STATED EXERCISE —
Please arrange the rows below, everything from the one containing "of the dark" down to the end of the rows, as a two-column CSV with the columns row_text and answer. Give one CSV line per row, put each value in a quoted field with its line breaks turned into spaces, and leave the pictures out.

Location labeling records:
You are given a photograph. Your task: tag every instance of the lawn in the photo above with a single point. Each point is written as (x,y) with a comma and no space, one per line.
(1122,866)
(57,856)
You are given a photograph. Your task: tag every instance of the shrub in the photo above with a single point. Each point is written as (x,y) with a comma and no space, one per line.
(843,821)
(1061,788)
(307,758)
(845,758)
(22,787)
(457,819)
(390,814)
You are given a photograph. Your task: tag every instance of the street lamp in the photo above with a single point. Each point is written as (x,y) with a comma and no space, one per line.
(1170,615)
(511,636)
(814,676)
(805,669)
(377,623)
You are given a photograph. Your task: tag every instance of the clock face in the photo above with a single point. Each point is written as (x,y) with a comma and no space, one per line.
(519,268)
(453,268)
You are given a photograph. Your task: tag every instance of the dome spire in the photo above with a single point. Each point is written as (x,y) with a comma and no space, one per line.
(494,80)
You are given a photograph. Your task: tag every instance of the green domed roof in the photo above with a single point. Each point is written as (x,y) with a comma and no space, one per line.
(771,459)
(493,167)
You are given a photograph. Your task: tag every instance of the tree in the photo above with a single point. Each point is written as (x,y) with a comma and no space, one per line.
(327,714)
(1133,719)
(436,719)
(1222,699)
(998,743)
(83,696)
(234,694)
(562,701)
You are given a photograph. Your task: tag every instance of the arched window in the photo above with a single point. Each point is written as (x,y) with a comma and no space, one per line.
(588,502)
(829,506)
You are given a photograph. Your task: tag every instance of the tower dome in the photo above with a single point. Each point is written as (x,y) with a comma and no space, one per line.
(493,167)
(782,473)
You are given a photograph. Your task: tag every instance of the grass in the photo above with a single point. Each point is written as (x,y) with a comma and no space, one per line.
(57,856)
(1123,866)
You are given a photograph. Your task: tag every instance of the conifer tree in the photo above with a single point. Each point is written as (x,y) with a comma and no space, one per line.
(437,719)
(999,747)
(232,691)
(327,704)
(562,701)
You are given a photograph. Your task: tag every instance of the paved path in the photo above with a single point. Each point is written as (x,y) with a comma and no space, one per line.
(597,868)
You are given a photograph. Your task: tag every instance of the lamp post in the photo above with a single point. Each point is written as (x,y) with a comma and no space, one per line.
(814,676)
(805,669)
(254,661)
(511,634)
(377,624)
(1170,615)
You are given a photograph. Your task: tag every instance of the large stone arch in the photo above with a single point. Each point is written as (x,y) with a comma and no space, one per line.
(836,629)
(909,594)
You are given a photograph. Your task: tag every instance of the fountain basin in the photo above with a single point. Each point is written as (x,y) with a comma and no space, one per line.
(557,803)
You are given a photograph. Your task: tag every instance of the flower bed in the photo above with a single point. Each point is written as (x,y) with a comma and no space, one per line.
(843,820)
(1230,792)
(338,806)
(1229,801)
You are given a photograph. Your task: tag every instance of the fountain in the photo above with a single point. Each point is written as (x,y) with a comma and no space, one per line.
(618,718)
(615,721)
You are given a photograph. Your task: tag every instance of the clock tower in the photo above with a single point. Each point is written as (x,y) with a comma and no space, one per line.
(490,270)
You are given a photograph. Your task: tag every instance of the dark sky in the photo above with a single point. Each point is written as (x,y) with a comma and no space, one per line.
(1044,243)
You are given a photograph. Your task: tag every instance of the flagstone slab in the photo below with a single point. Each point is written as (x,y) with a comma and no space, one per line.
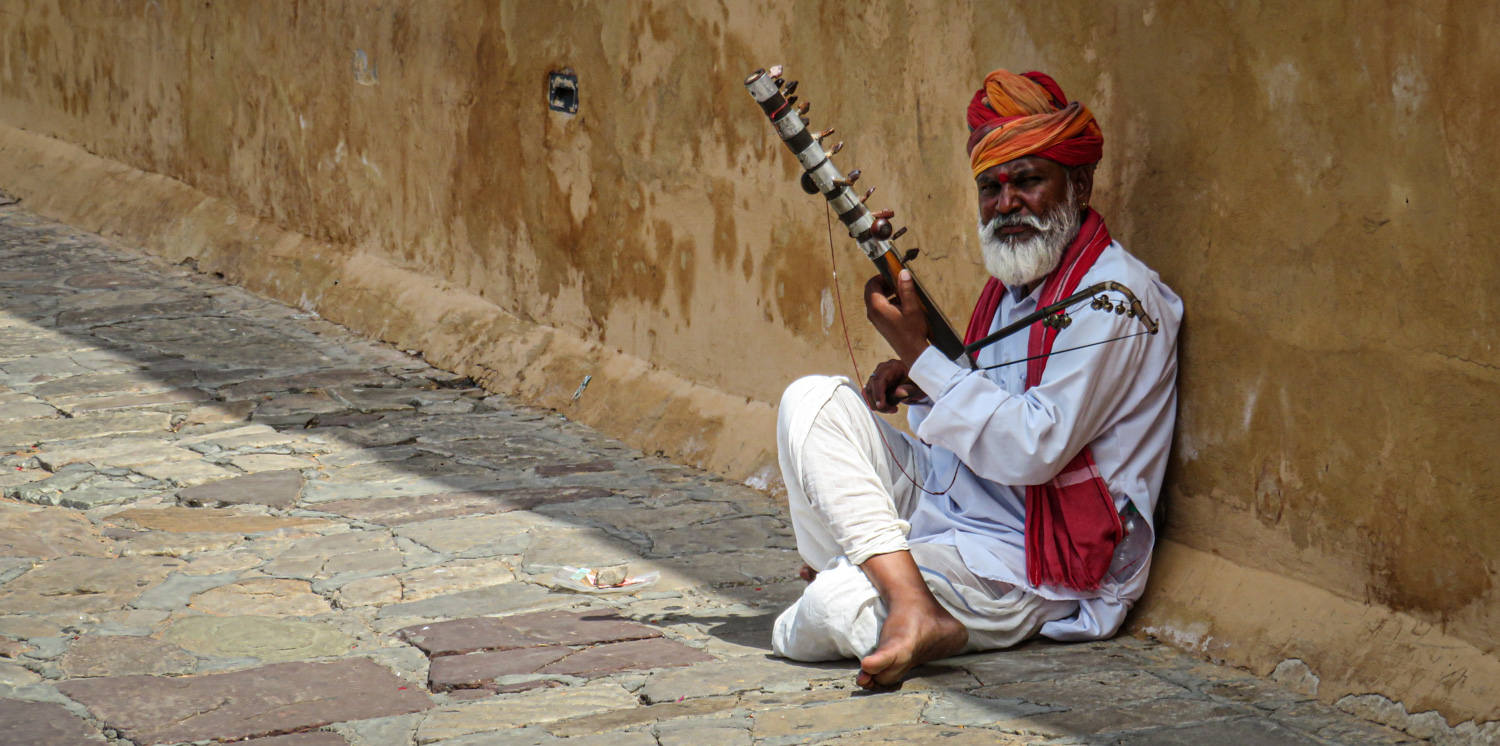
(264,638)
(546,628)
(260,701)
(300,739)
(1116,688)
(852,713)
(257,463)
(44,724)
(122,655)
(480,670)
(495,599)
(408,509)
(921,733)
(47,533)
(84,584)
(452,577)
(311,380)
(99,385)
(723,569)
(207,520)
(639,655)
(110,279)
(561,470)
(131,452)
(26,410)
(666,712)
(579,548)
(131,544)
(1239,733)
(186,473)
(261,596)
(461,535)
(350,551)
(1044,661)
(132,401)
(278,488)
(525,709)
(740,674)
(737,533)
(86,427)
(369,592)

EXERCISE OUTPUT —
row_text,answer
"You are given a photograph. Your task: tag every instance of the dark sky in the photo above with a single point. Each point is written as (x,y) with a comma and no space, one per line.","(1044,243)"
"You are given a photograph. Your task: tag every instance of the flagstone slab in the photo below with a single point. Each point is written as (x,y) with a comma and no space, one per line.","(264,638) (546,628) (260,701) (300,739) (1116,688) (852,713) (257,463) (44,724) (122,655) (480,670) (495,599) (408,509) (921,733) (47,533) (84,584) (452,577) (311,380) (99,385) (723,569) (207,520) (639,655) (110,279) (561,470) (131,452) (26,410) (666,712) (579,548) (131,544) (1239,733) (186,473) (261,596) (461,535) (350,551) (1044,661) (132,401) (278,488) (525,709) (740,674) (737,533) (86,427) (369,592)"